● **TEXT SECTION**
--- START ---

Pension experts have made calls to drive up admin standards after it emerged that around £670 million in state pensions was underpaid in the financial year ending in 2023.

This was an increase from £540 million in 2022, according to government figures.

Last year’s underpayments total was more than six times the £100 million that was overpaid in state pensions in the financial year ending 2023.

Overpayments were down from £130 million the previous year.

The Department for Work and Pensions (DWP) document said that official error was the main cause of state pension underpayments, accounting for £580 million in the financial year ending in 2023. Underpayments due to claimant error accounted for £90 million.

Urgent action is needed to drive up standards of administration so that pensioners can have confidence that the pension they are being paid is correct
— Sir Steve Webb, LCP

Failure by the department to take action on changes to marital status or at age-related trigger points remained the main source of official error underpayments, the document said.

Issues included the incorrect recording of national insurance contributions and pensions not being uplifted for people who had been widowed and were entitled to amounts inherited from a partner.

--- END ---

● **RECORDS PROVIDED**
--- START ---

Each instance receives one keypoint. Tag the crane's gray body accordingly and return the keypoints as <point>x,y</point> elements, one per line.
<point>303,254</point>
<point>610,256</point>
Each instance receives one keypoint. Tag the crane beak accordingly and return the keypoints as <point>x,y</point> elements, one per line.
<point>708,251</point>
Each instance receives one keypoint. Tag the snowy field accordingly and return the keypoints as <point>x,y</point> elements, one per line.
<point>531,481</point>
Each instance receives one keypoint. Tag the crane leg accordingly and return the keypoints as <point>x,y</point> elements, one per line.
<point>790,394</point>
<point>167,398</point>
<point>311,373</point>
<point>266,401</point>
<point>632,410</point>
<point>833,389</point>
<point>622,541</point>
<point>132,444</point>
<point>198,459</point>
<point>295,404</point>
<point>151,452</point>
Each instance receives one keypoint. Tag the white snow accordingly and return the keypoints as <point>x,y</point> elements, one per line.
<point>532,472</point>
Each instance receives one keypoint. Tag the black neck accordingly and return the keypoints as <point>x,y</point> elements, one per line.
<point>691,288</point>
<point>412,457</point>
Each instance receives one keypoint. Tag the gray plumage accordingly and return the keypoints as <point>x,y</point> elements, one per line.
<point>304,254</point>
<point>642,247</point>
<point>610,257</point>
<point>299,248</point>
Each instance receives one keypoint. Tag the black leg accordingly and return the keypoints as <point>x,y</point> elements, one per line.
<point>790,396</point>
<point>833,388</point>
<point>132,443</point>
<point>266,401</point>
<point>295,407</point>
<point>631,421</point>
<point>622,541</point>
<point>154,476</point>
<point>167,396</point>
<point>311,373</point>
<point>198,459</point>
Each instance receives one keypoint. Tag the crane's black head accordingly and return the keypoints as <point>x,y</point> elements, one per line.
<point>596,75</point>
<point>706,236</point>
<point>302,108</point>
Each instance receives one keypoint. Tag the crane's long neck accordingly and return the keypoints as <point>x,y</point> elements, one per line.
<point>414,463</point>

--- END ---

● **PROMPT 1**
According to the article on state pension underpayments, what was the main cause of underpayments in the financial year ending in 2023?
● **PROMPT 2**
Repeat part of the state pension article word for word, beginning at the words "This was an" and stopping after the words "the document said.".
● **PROMPT 3**
Carry on the article about state pension underpayments from the point where it stops.

● **EXERCISE ANSWER 1**
Official error, which accounted for £580 million.

● **EXERCISE ANSWER 2**
This was an increase from £540 million in 2022, according to government figures.

Last year’s underpayments total was more than six times the £100 million that was overpaid in state pensions in the financial year ending 2023.

Overpayments were down from £130 million the previous year.

The Department for Work and Pensions (DWP) document said that official error was the main cause of state pension underpayments, accounting for £580 million in the financial year ending in 2023. Underpayments due to claimant error accounted for £90 million.

Urgent action is needed to drive up standards of administration so that pensioners can have confidence that the pension they are being paid is correct
— Sir Steve Webb, LCP

Failure by the department to take action on changes to marital status or at age-related trigger points remained the main source of official error underpayments, the document said.

● **EXERCISE ANSWER 3**
The proportion of claims that were underpaid remained at six in 100 in both the financial years ending in 2023 and 2022.

This proportion relates to the DWP’s caseload, including historic errors.

The share of claims that were overpaid stayed at two in 100 claims in both the financial years ending in 2023 and 2022.

Helen Morrissey, head of retirement analysis at Hargreaves Lansdown said: “State pension underpayments hit a high with an eye-watering £670 million underpaid in the financial year end of 2023.

“This perhaps comes as no surprise given the huge exercise the DWP is undergoing to correct historical errors that meant many people, did not receive uplifts to which they were entitled.”

Where errors do occur, we are committed to fixing them as quickly as possible
— DWP spokesperson

Sir Steve Webb, a former pensions minister who is now a partner at consultants LCP (Lane Clark & Peacock) said: “Urgent action is needed to drive up standards of administration so that pensioners can have confidence that the pension they are being paid is correct.”

Spending on state pensions increased from £104.5 billion in the financial year ending 2022 to £109.7 billion in the financial year ending 2023.

The state pension is the benefit with the highest expenditure and accounts for nearly half of total benefit spending, the DWP document said.

A DWP spokesman said: “Our priority is ensuring pensioners receive the financial support to which they are entitled, and state pension underpayment rates due to official error remain low at 0.5% of expenditure.

“Where errors do occur, we are committed to fixing them as quickly as possible.”

The Government is taking action to correct historical underpayments made by successive governments.

It has said it reviewed an average of more than 15,000 cases per month between November 2022 and February 2023.